▶ [Objective]:
Reproduce the lines of the material below word for word, starting with the line that contains "of the rocky" and continuing through the last line of the material, both included.

▶ [Given data]:
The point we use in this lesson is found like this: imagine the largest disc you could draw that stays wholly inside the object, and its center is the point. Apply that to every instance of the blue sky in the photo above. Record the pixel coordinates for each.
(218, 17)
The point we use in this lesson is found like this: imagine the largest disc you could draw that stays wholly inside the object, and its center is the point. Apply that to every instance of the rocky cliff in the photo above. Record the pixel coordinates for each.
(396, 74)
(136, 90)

▶ [Solution to the exercise]:
The point we use in this lesson is found like this: imagine the largest disc you could draw that stays wholly inside the object, and its center is the point. Apply that to every instance of the rocky cliff in the photo above. Record the pixel coordinates for each.
(396, 74)
(136, 90)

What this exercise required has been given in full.